(Data items)
____________

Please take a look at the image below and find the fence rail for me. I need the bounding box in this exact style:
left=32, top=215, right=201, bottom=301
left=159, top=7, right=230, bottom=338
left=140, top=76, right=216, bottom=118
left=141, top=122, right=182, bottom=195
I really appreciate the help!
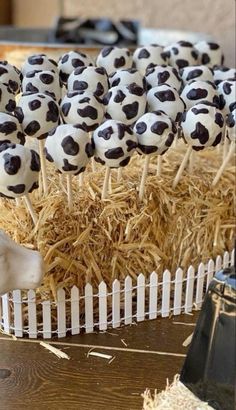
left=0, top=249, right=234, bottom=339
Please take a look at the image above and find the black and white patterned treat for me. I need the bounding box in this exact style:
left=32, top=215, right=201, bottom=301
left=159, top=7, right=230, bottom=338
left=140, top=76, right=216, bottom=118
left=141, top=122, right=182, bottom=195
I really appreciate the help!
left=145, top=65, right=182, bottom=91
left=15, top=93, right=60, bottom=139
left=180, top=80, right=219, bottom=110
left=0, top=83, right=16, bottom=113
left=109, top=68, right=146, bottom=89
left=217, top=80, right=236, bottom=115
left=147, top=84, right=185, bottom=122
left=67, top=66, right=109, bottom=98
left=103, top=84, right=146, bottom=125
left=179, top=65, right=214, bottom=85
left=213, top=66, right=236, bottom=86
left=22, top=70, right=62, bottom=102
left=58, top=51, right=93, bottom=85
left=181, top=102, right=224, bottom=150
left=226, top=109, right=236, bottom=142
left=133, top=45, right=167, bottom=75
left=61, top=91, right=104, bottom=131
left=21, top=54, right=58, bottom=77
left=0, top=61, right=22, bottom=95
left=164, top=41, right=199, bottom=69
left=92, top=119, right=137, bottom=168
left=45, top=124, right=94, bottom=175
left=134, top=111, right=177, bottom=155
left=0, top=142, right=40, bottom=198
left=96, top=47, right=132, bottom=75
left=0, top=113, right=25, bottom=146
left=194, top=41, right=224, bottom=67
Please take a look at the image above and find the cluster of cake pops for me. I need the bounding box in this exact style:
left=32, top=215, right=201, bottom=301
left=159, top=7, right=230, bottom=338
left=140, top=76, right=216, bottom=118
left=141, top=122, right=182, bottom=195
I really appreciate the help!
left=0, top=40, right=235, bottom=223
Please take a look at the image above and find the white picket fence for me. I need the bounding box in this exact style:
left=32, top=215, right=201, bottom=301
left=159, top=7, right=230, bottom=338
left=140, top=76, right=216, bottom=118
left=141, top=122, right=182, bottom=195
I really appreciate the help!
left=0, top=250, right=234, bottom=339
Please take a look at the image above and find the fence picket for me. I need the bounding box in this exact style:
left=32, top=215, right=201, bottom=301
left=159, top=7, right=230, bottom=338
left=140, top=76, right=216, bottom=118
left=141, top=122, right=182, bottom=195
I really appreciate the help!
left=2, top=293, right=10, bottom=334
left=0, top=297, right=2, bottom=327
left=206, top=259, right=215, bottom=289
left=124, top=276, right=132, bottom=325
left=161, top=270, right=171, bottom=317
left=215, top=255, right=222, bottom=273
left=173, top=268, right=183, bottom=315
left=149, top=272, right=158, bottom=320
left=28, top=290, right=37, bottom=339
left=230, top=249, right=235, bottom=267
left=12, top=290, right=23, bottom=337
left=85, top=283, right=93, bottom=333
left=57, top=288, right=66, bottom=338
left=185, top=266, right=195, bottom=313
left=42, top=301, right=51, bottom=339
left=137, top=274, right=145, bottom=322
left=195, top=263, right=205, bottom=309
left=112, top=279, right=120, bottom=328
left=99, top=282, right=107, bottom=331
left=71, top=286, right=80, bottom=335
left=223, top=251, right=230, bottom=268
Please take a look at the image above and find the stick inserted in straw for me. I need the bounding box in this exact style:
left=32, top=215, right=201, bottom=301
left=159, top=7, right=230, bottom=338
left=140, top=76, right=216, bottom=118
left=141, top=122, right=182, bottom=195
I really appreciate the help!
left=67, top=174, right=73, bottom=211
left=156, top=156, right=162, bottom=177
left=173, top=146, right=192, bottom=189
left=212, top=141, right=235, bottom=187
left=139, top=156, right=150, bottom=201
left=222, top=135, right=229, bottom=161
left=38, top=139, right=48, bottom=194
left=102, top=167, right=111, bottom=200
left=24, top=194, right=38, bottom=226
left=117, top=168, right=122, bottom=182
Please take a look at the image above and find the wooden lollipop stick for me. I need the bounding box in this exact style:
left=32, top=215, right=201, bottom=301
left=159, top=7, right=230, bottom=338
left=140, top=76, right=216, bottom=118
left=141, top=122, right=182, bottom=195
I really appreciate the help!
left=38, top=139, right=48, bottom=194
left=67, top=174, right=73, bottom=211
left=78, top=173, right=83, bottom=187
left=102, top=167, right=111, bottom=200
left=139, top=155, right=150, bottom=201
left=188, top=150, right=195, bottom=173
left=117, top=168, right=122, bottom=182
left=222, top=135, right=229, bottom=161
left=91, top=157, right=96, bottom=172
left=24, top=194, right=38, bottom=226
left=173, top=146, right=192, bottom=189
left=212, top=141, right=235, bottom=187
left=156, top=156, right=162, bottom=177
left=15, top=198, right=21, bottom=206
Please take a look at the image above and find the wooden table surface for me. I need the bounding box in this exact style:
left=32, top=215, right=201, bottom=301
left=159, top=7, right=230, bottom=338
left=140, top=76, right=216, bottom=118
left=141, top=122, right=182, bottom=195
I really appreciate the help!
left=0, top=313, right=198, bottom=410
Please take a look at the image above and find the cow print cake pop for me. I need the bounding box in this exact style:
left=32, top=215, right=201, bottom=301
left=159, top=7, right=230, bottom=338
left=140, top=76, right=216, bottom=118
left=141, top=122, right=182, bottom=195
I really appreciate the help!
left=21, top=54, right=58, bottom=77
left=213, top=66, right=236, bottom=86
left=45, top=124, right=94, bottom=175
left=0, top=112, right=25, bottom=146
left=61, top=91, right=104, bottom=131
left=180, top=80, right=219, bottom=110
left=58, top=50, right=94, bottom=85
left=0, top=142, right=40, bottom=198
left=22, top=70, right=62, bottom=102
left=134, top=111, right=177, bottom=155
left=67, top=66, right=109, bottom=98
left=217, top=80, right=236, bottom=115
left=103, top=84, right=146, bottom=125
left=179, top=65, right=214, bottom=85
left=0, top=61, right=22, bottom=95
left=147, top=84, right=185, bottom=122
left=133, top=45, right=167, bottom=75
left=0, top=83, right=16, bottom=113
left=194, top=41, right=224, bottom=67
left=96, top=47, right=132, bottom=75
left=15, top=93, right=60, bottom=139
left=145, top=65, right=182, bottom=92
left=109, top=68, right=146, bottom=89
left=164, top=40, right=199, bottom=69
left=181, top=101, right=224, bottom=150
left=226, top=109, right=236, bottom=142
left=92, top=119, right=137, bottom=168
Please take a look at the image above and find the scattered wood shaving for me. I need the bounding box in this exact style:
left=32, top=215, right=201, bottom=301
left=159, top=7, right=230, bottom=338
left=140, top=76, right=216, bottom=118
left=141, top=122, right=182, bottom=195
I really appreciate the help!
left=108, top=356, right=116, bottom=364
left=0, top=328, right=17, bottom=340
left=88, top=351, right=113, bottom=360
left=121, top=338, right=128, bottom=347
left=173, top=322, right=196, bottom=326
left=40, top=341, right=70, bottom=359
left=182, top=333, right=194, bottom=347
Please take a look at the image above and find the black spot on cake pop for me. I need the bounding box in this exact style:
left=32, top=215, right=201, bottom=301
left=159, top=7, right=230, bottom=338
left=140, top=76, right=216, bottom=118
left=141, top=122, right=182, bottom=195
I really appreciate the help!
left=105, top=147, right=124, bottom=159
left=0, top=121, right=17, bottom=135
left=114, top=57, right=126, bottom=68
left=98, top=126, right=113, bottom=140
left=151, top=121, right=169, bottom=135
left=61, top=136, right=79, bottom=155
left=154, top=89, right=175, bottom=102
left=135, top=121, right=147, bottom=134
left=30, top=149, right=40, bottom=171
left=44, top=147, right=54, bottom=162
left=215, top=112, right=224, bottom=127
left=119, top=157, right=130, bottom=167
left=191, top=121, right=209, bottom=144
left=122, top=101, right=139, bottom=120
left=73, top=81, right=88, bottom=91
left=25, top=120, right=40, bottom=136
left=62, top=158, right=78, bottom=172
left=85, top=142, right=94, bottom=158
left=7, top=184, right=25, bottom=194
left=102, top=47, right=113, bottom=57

____________

**Instructions to follow**: Among the lines of the data, which ones contain the word "picket"? Show them.

**Expected output**:
Please take a look at the image above and find the white picket fence for me. I need the bounding box in this exact style:
Please take a look at the image above and find the fence picket for me. I need the bounding box in this exact style:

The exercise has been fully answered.